What you need to do: Return each line of the records below that contains the string "floor", matching case exactly.

Entries from a pointing dataset:
· · · · ·
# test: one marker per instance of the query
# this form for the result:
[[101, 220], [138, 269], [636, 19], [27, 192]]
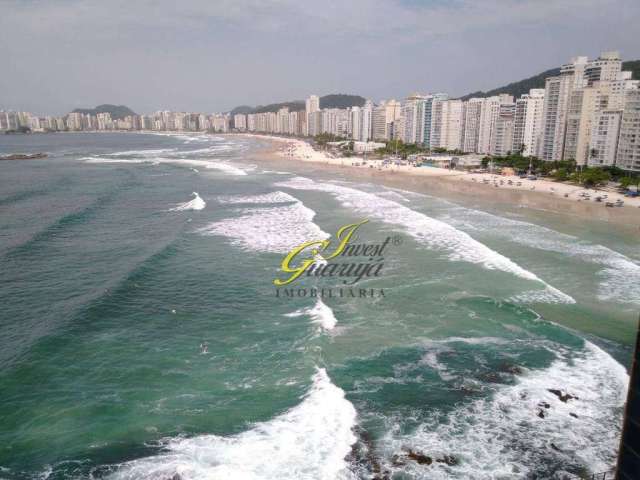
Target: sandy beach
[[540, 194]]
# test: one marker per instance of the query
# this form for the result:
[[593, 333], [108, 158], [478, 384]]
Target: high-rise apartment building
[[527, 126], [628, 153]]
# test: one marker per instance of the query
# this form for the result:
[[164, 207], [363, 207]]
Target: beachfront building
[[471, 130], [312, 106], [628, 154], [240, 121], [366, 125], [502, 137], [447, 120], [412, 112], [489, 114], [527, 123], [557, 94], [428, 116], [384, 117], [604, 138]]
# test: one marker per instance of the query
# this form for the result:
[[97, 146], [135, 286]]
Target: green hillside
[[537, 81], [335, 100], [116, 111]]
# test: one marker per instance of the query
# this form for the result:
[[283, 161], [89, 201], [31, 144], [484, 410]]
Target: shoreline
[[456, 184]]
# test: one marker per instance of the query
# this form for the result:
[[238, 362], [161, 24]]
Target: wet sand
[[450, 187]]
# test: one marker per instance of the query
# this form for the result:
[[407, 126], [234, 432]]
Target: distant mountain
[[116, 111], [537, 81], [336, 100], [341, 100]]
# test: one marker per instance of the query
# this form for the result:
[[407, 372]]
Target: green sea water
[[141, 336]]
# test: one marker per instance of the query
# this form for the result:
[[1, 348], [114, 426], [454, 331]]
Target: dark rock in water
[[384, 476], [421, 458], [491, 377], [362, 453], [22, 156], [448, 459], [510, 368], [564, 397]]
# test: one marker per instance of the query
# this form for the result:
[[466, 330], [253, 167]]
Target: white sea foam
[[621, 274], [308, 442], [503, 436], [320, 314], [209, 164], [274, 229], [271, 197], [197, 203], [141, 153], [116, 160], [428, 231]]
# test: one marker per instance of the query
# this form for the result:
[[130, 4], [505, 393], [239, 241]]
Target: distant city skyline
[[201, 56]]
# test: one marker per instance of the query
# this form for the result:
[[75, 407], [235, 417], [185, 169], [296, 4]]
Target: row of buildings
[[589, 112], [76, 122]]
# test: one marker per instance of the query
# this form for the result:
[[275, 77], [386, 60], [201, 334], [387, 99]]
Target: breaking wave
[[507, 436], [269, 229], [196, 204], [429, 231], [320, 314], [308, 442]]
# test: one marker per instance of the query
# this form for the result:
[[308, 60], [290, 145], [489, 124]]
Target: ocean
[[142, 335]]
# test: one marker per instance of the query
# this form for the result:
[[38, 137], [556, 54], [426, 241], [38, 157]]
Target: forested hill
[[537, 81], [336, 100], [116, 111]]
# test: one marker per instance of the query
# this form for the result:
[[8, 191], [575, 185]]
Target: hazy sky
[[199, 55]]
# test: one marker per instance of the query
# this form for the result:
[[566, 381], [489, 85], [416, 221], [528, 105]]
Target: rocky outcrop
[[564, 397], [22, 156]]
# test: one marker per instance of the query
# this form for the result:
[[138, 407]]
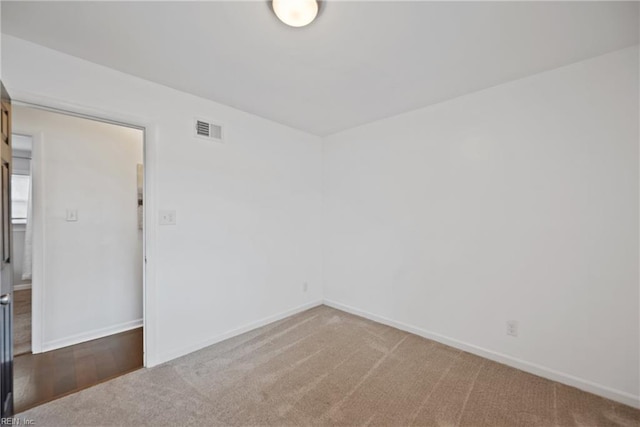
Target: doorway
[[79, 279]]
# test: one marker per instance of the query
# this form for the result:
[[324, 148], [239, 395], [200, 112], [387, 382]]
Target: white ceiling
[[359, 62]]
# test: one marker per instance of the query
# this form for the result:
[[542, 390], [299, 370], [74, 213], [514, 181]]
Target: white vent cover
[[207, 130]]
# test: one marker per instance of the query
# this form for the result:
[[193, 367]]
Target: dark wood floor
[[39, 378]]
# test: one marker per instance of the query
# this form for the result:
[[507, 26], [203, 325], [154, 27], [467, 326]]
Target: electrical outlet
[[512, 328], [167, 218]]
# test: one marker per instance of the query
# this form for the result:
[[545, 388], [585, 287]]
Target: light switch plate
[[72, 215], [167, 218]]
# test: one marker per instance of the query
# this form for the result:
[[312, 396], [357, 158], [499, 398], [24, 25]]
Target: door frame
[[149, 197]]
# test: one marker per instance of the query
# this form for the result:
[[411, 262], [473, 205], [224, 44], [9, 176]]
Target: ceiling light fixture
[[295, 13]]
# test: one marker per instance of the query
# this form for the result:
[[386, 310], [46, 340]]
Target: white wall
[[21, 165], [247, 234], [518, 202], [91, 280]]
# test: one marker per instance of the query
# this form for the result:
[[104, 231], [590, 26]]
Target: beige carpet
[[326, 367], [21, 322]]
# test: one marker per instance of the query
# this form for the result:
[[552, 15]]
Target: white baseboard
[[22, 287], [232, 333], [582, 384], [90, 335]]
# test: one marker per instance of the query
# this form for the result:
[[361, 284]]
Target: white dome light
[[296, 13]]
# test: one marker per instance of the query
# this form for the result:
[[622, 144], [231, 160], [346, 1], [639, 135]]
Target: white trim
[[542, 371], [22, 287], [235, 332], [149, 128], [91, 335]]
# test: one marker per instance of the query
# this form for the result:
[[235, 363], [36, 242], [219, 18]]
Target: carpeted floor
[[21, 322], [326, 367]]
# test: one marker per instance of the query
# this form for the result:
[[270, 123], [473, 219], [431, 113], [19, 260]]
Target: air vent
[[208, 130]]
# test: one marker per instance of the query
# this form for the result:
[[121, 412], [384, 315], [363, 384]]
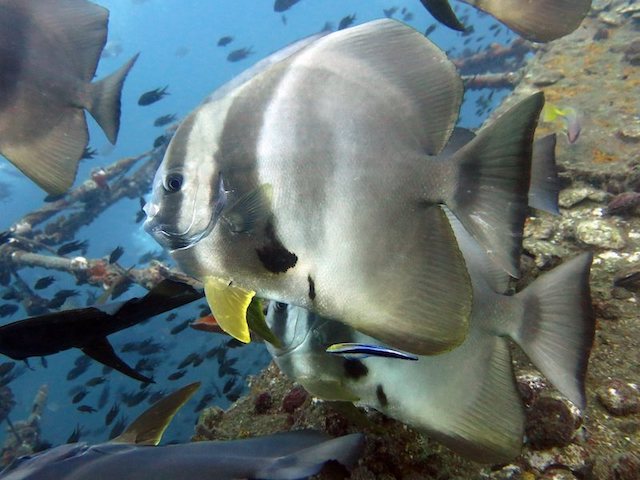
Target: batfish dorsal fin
· · · · ·
Right answer:
Target: dark wood floor
Target: carpeted floor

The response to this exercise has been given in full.